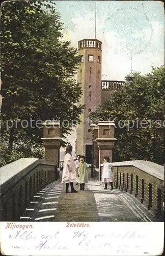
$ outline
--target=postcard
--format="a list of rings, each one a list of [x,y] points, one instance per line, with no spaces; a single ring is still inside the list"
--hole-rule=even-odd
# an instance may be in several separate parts
[[[2,254],[161,254],[163,11],[2,3]]]

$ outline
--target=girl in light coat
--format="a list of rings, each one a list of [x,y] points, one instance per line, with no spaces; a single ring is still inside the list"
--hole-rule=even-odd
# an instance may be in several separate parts
[[[72,151],[72,147],[71,145],[66,147],[62,179],[62,183],[66,184],[66,193],[69,193],[69,184],[71,187],[71,193],[77,192],[73,187],[73,182],[76,181],[76,174],[74,161],[71,155]]]
[[[113,189],[113,173],[112,171],[112,163],[109,163],[109,158],[108,157],[104,157],[103,167],[102,174],[102,181],[105,183],[104,189],[107,189],[108,182],[110,182],[111,189]]]

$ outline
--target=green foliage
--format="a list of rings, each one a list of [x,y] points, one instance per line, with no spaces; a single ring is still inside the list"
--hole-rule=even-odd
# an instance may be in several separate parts
[[[91,114],[95,122],[115,122],[114,161],[143,159],[163,164],[164,100],[162,66],[145,76],[138,73],[127,76],[124,89]]]
[[[21,158],[34,157],[43,159],[44,157],[44,149],[42,145],[37,143],[33,144],[31,147],[29,143],[26,144],[24,142],[19,143],[14,145],[12,150],[8,149],[8,144],[6,141],[0,142],[0,167],[6,165]]]
[[[15,122],[34,124],[41,119],[68,120],[68,134],[82,108],[77,105],[81,89],[73,78],[80,61],[77,49],[63,40],[63,25],[53,1],[5,2],[1,16],[1,72],[3,95],[1,135],[9,148],[25,140],[40,143],[42,129],[22,128]],[[7,120],[14,122],[7,131]],[[19,135],[19,136],[18,136]]]

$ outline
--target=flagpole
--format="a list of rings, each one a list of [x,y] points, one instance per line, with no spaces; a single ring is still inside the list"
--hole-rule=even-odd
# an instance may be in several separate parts
[[[96,39],[96,0],[95,1],[95,39]]]

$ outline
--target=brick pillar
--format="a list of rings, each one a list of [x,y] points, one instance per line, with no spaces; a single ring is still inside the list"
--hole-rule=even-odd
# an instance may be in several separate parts
[[[115,137],[115,123],[111,121],[99,122],[97,142],[99,151],[99,166],[103,162],[103,158],[108,156],[112,162],[112,151],[116,139]]]
[[[45,150],[45,159],[60,167],[60,149],[63,139],[60,121],[48,120],[43,123],[43,138],[41,140]]]
[[[94,145],[94,164],[95,165],[97,165],[97,151],[98,150],[98,146],[97,142],[95,141],[96,139],[98,138],[98,126],[96,125],[93,131],[93,135],[94,135],[94,141],[93,141],[93,145]]]

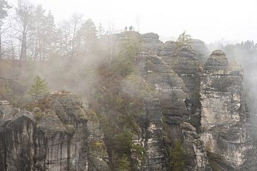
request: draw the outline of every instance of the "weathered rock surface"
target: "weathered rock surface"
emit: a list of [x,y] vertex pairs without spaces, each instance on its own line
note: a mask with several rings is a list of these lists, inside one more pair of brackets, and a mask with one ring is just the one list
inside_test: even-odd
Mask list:
[[201,134],[215,170],[248,170],[242,69],[213,51],[201,83]]
[[188,46],[177,48],[173,56],[161,56],[162,59],[183,81],[189,91],[191,110],[189,113],[193,125],[200,126],[201,104],[199,102],[201,63],[195,51]]
[[204,64],[210,55],[210,51],[206,45],[199,39],[191,38],[191,46],[196,53],[196,58],[202,64]]
[[[211,170],[200,136],[186,123],[189,120],[191,105],[183,80],[158,56],[141,53],[137,56],[137,63],[142,76],[158,93],[166,164],[171,150],[181,140],[187,156],[185,170]],[[166,167],[169,168],[168,165]]]
[[158,38],[159,36],[156,33],[148,33],[142,34],[143,51],[158,55],[161,51],[161,47],[163,44]]
[[78,96],[56,92],[27,108],[0,103],[0,170],[86,170],[87,120]]

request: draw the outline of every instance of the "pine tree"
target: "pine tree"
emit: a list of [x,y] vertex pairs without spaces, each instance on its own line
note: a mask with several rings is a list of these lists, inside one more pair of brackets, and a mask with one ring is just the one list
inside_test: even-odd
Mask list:
[[46,80],[41,80],[39,76],[36,76],[34,78],[34,85],[32,85],[28,93],[35,97],[35,102],[36,102],[39,97],[47,94],[49,90]]
[[191,35],[187,34],[186,31],[183,32],[181,35],[178,36],[178,38],[176,41],[177,46],[181,47],[183,46],[190,46],[191,44]]

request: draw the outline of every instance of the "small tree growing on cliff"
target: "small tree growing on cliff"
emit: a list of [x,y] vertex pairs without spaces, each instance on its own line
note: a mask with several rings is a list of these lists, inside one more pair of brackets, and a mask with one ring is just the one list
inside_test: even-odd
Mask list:
[[178,36],[178,38],[176,41],[176,44],[178,47],[181,47],[183,46],[190,46],[191,44],[191,35],[187,34],[186,31],[183,32],[181,35]]
[[171,170],[183,171],[184,167],[184,152],[182,148],[181,141],[178,140],[174,148],[171,149],[170,152],[169,164]]
[[49,89],[47,86],[46,80],[41,80],[39,76],[36,76],[34,79],[34,84],[29,89],[28,93],[35,98],[35,102],[39,97],[48,93]]

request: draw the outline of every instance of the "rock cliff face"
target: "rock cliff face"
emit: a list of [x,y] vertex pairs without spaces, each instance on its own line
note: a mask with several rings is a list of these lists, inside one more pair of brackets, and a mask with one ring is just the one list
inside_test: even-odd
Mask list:
[[[157,93],[144,98],[136,118],[139,133],[133,142],[146,154],[135,170],[173,170],[178,152],[185,171],[255,170],[241,67],[221,51],[207,58],[200,40],[178,48],[156,33],[141,38],[135,58],[139,72],[131,75]],[[126,78],[121,93],[138,93]],[[0,86],[6,83],[0,79]],[[66,92],[53,92],[22,109],[0,101],[0,171],[109,170],[113,159],[106,149],[113,143],[104,140],[99,123],[88,121],[86,111],[76,95]]]
[[87,120],[78,96],[56,92],[27,109],[0,103],[0,170],[88,169]]
[[159,92],[166,158],[172,160],[169,152],[180,140],[187,156],[185,170],[251,170],[247,163],[253,146],[247,137],[241,68],[228,63],[220,51],[207,59],[200,40],[179,48],[174,41],[159,48],[156,40],[151,43],[143,51],[154,47],[158,53],[144,54],[148,64],[139,63]]
[[[246,113],[242,69],[221,51],[206,62],[201,83],[201,139],[221,170],[246,170]],[[215,163],[216,162],[216,163]]]
[[[171,162],[167,156],[172,153],[174,145],[181,141],[185,149],[184,156],[186,156],[185,170],[211,170],[200,136],[196,133],[196,128],[186,123],[189,120],[191,104],[188,90],[183,80],[161,58],[156,55],[142,53],[138,56],[137,62],[143,77],[158,92],[162,111],[163,145],[166,147],[166,160],[162,162],[167,164]],[[159,147],[163,148],[161,146]],[[166,169],[171,169],[168,165],[166,165]]]

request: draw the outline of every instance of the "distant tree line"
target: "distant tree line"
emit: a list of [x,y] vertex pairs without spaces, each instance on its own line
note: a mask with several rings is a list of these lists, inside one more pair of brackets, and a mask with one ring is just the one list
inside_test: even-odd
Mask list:
[[0,60],[46,61],[52,56],[72,58],[94,51],[104,35],[100,24],[74,14],[56,25],[51,11],[28,0],[11,6],[0,0]]

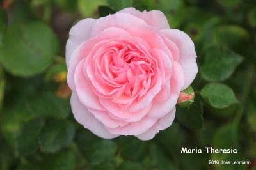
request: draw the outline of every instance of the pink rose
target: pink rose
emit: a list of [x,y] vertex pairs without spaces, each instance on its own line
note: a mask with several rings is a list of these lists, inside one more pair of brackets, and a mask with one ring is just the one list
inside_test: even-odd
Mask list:
[[82,20],[66,47],[74,116],[106,139],[149,140],[170,126],[180,91],[198,71],[192,40],[157,10]]

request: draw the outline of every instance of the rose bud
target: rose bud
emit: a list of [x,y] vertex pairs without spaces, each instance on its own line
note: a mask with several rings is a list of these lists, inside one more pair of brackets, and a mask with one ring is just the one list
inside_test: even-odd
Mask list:
[[195,93],[193,88],[189,86],[188,88],[180,92],[179,95],[178,106],[188,107],[194,102]]
[[[171,23],[172,26],[172,23]],[[75,119],[99,137],[152,139],[198,67],[194,43],[160,11],[125,8],[74,26],[66,45]]]

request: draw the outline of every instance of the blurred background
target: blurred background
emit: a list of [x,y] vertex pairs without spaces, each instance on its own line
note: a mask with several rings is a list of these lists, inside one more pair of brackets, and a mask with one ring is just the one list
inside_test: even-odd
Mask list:
[[[173,125],[149,141],[105,140],[84,129],[66,83],[71,27],[128,6],[161,10],[198,56],[195,102],[178,107]],[[0,169],[256,169],[255,64],[255,0],[0,0]],[[239,102],[205,102],[200,91],[211,82],[228,86]],[[181,154],[185,146],[237,153]]]

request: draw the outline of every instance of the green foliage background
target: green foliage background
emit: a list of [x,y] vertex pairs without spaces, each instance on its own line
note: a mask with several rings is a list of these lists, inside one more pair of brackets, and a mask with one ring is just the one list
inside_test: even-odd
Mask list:
[[[256,169],[254,0],[1,0],[0,170]],[[65,45],[76,22],[160,10],[195,43],[195,102],[149,141],[100,139],[74,119]],[[237,154],[181,154],[237,148]],[[209,165],[209,160],[252,165]]]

::::::

• **Exercise requirements**:
Format the stretch of the data from the line containing "request: draw the outline of every instance of the rose" through the final line of the data, both included, as a numbered list, omitting blank lines.

• **Answer below**:
1. request: draw the outline of every instance of the rose bud
2. target: rose bud
3. emit: a list of [x,y] vertex pairs without spaces, each instance on its own line
4. note: a mask with several rings is a list of these lists, inside one more pair of brackets, and a mask with one ring is just the one list
5. inside_test: even-odd
6. Mask list:
7. [[195,93],[193,88],[189,86],[188,88],[180,92],[179,95],[178,106],[188,107],[194,102]]
8. [[[171,23],[172,26],[172,23]],[[75,119],[99,137],[152,139],[198,67],[194,43],[160,11],[125,8],[74,26],[66,45]]]
9. request: draw the outline of every instance of the blurred background
10. target: blurred background
11. emit: a list of [x,y] vertex pairs without spaces, each instance on its own line
12. note: a mask with several rings is a list of these lists, inside one more pair of brackets, and a mask with one ring is just the one list
13. inside_test: even-odd
14. Mask list:
15. [[[173,125],[149,141],[105,140],[84,129],[66,83],[71,27],[128,6],[161,10],[198,56],[195,102],[178,107]],[[0,169],[256,169],[255,64],[255,0],[0,0]],[[239,102],[205,102],[200,91],[211,82],[228,86]],[[181,154],[185,146],[237,153]]]
16. request: draw the outline of every instance of the green foliage background
17. target: green foliage background
18. emit: a list of [x,y] vertex pairs without spaces, each instance on its own line
19. note: a mask with several rings is a list of these lists, inside one more pair of brackets, and a mask with one ring is just the one list
20. inside_test: even-odd
21. Mask list:
22. [[[256,169],[254,0],[1,0],[0,170]],[[65,45],[76,22],[160,10],[195,43],[195,102],[149,141],[100,139],[74,119]],[[237,154],[181,154],[237,148]],[[209,165],[209,160],[252,165]]]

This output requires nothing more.